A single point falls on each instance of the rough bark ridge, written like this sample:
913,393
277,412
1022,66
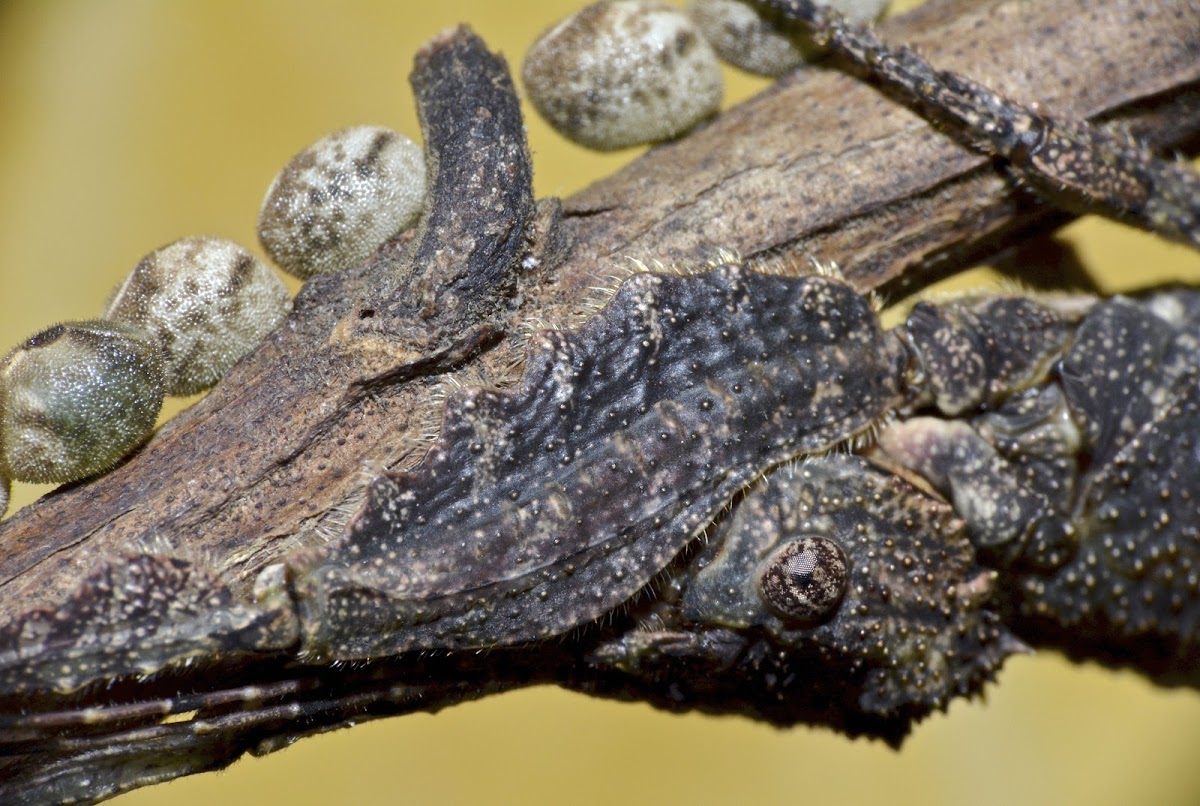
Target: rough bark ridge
820,166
::::::::::
● **WHAT THE TASK REQUIRES**: Could you copy the entries above line for line, with no changes, and leave out the pictures?

● **PROBLEM SOLUTION**:
A single point falls on each instance of the rough bark ridge, written like this sample:
913,393
277,412
1022,66
Target: rough bark ridge
820,166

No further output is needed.